___ PASSAGE GIVEN ___
One of the most intriguing themes of Kurt Busiek and Brent Eric Anderson’s Astro City–highlighted particularly in the recent, epic “Dark Age” storyline–is the way superhero comics provide an astoundingly clear window into the fears, hopes and dreams of a particular cultural moment. In that storyline, which drew heavily from Bronze Age comics (Marvel’s in particular), we were reminded of how stories like Captain America renouncing his identity in the wake of Watergate, the rise of characters like Power Man and Iron Fist, or the collision between trippy cosmic epics and “gritty” street-level stories provided such a perfect snapshot of the pop culture of its day. Busiek did something similar, of course, with Marvels, which was the original inspiration for Astro City in the first place.
But one of the reasons Astro City was launched, back in the mid-90s, was to remind a comic book industry then mired in GRIMDARK just how much power (and entertainment value) there was in classic comics, positing an alternate superhero universe in which, after a decade and a half of edginess, the superhero paradigm returned to a sense of wonder and optimism in 1986 with the arrival of The Samaritan. Since 1986 was, in our world, the exact point where superheroes started to get MORE “grim and gritty”, to an absurd degree, Astro City has therefore always been deliberately out of step with its times.
But Astro City launched almost twenty years ago (!) and our culture’s changed significantly since then. Since the world of Astro City is meant to change alongside it, it’s not surprising that we’d eventually see some cultural signifiers show up, as they do here, in the long awaited new issue (making this the third, possibly fourth time this series has relaunched…) The most notable is the character of American Chibi, whose name pretty much sums her up: she’s a bobble-headed, anime-eyed spastic fangirl with superpowers. Of course, you can argue that a Japanese-inspired character is about ten years out of step as well, but it’s still within the ballpark, though I did like the snide speculation on her origins, which included the possibility that it was a 35-year-old male nerd in disguise. Arguably more interesting is the narrator of this issue, a strange photo-negative creature who calls himself The Broken Man and seems to have some kind of metatextual awareness–he’s narrating the story to us even as he’s attempting to influence events in some yet-unexplained way against something called the “Oubor”, whose influence he sees everywhere. He even wears an Astro City T-Shirt. You can’t get more contemporary than a meta conspiracy theorist!
___ ROWS ___
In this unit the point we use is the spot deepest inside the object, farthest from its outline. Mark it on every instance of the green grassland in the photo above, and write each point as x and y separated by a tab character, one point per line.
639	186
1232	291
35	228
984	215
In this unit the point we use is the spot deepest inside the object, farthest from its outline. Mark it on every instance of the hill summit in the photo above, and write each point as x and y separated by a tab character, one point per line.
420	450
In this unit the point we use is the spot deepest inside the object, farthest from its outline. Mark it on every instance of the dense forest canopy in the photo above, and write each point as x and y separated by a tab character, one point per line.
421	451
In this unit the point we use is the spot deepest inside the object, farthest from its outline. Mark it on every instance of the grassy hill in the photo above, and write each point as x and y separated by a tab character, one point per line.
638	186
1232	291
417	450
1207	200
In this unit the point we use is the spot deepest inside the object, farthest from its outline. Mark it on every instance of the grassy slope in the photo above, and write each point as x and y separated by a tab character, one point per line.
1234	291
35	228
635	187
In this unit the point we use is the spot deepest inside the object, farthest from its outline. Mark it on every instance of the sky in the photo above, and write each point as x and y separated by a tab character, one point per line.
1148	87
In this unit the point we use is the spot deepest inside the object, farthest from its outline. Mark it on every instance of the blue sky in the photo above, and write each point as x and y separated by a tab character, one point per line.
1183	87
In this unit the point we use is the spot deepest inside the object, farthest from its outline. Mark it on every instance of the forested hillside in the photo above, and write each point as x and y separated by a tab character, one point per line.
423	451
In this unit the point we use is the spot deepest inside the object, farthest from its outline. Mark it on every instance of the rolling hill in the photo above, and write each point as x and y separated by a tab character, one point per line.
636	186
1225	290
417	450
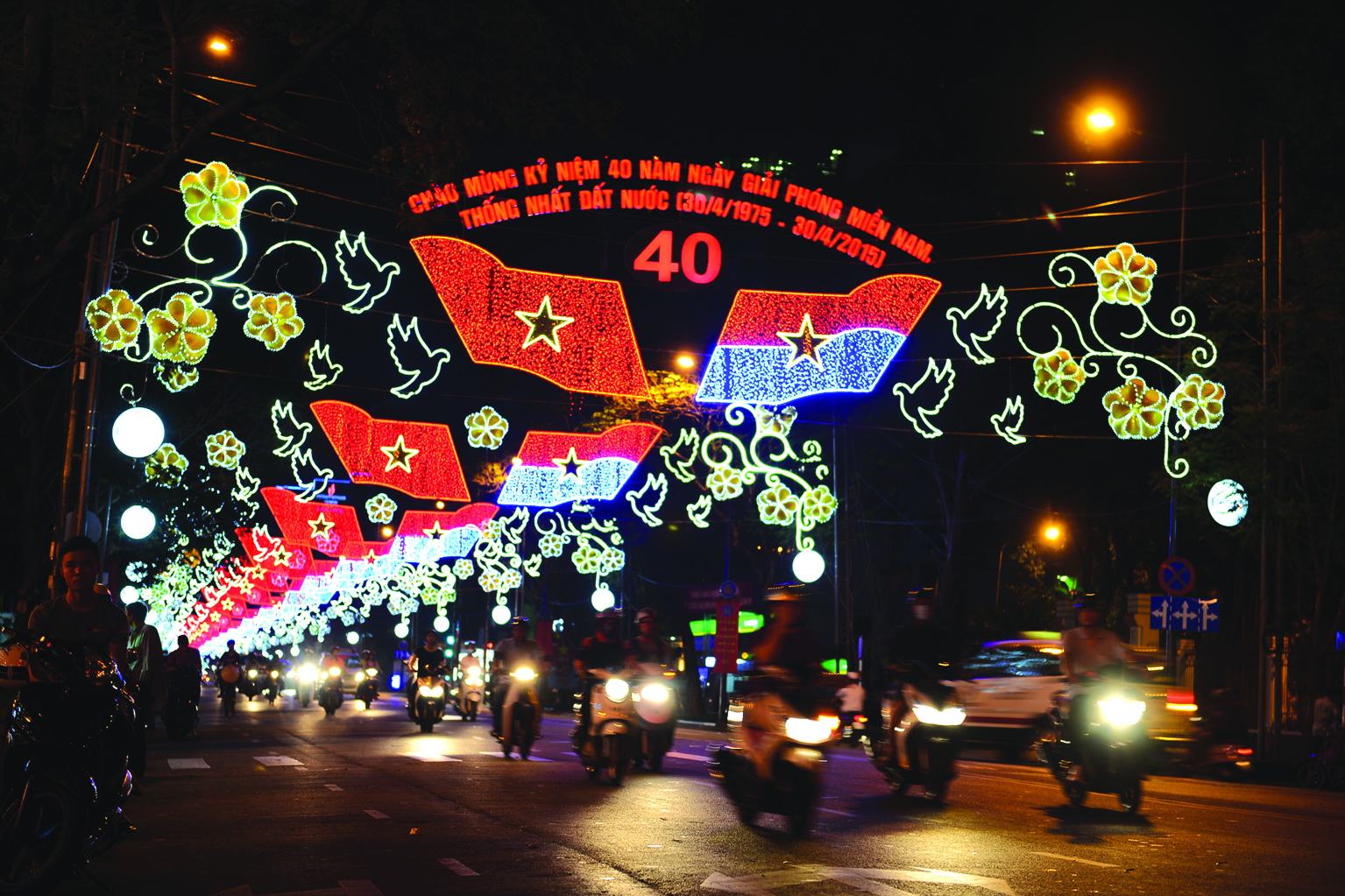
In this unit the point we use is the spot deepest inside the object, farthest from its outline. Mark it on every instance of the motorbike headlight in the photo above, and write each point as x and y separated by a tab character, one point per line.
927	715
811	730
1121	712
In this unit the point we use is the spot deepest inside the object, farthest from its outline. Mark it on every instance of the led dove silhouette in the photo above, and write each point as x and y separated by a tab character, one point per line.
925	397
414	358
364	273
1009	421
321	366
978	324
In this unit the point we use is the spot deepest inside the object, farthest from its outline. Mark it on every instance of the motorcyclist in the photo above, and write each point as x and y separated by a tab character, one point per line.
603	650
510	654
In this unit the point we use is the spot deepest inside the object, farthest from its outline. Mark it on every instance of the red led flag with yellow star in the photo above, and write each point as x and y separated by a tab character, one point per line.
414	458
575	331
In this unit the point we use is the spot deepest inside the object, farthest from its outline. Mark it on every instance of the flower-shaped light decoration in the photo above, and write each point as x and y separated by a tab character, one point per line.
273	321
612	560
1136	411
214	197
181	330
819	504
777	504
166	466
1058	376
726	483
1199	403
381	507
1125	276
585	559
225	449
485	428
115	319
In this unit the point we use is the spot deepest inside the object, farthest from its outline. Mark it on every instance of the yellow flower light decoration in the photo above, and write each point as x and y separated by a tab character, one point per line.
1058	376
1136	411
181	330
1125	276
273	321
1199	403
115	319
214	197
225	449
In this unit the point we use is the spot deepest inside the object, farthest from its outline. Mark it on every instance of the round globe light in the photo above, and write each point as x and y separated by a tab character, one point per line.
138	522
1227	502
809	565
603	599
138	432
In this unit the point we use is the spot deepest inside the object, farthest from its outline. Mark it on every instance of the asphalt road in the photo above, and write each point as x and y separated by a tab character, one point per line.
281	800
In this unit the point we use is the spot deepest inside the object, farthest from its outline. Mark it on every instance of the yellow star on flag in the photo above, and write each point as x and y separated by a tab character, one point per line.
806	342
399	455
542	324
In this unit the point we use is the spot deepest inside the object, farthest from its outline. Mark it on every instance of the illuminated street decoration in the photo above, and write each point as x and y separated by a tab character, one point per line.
___
**TASKS**
1. Return every line from the rows that contains the string "illuminated", treating case as significant.
2. Carry the Astro City review forward from the point where it stops.

**RESULTS OF THE EXERCISE**
1.
In this unit the point we use is the spot deepest inside the object, farthest from its outline. Mark it on every instance of the illuminated street decoration in the photo above, and write each point as x and y separated by a tab character, one point per line.

2.
Plotwise, the story marks a surprising return to one of the earliest issues of the series (the first of the regular ongoing, in fact) that told the story of a man named Ben Pullam who’d just moved to Astro City with his two daughters. We’re reunited with a 17-years-older Ben (seriously, !!!) who finds himself at a crossroads now that his daughters are grown and he has enough money that he doesn’t need to work, yet isn’t ready to retire. Opportunity knocks, or rather, comes bursting through the door…the door being a gigantic, mysterious portal that manifests itself over Astro City that opens to reveal a Kirby-esque cosmic figure calling himself Telseth. He wants to understand Earth from the perspective of a normal human being–not a superhero or a high-placed government agent–and Ben fits the bill perfectly.
It’s so good to have this series back, man. The break seems to have done Busiek good, too–this new issue feels fresh and original, like the series is headed in a new direction. The Broken Man is an interesting, unusual character for the series, and both he and Telseth seem to reflect, as I say, a desire to go meta. This series has always switched in tone between the more intimate, subdued and “realistic” scenes and the larger, more traditional comic book moments, but here there’s a more tongue-in-cheek self-awareness to the “comic book” scenes as well, reflecting the snarky, Joss Whedonesque tone of modern comics. There’s even some fractured, overlapping dialogue that seems to be a nod to Brian Michael Bendis. (Don’t worry, it’s just a panel or two.) I would have been delighted just to get more of the same when it comes to this series, but this issue makes it clear that Busiek and Anderson want to keep moving forward stylistically as well. The world of Astro City never stands still; why should its creators?
Out of a Possible 5 Stars
Apparently, outside of the rather fantastic and rock-solid Ultimate Spider-Man, the Ultimate Comics side of the Marvel Universe isn’t doing so well right now. Fan interest is waning, The Ultimates and Ultimate X-Men are struggling to crack the top 100 every month, and a sharp drop in sales immediately after their relaunch 2 years ago has yet to really level off. It couldn’t have been all that bad, really, Jonathan Hickman graduated from the Ultimates to the real Avengers, while Nick Spencer went over to Secret Avengers after the first year, so it’s not necessarily their fault. So what is it, why is the Ultimate Universe (again, Miles Morales excepted) no longer holding any traction with fans? This was afterall the universe from which the template of the modern Marvel movie series was spawned.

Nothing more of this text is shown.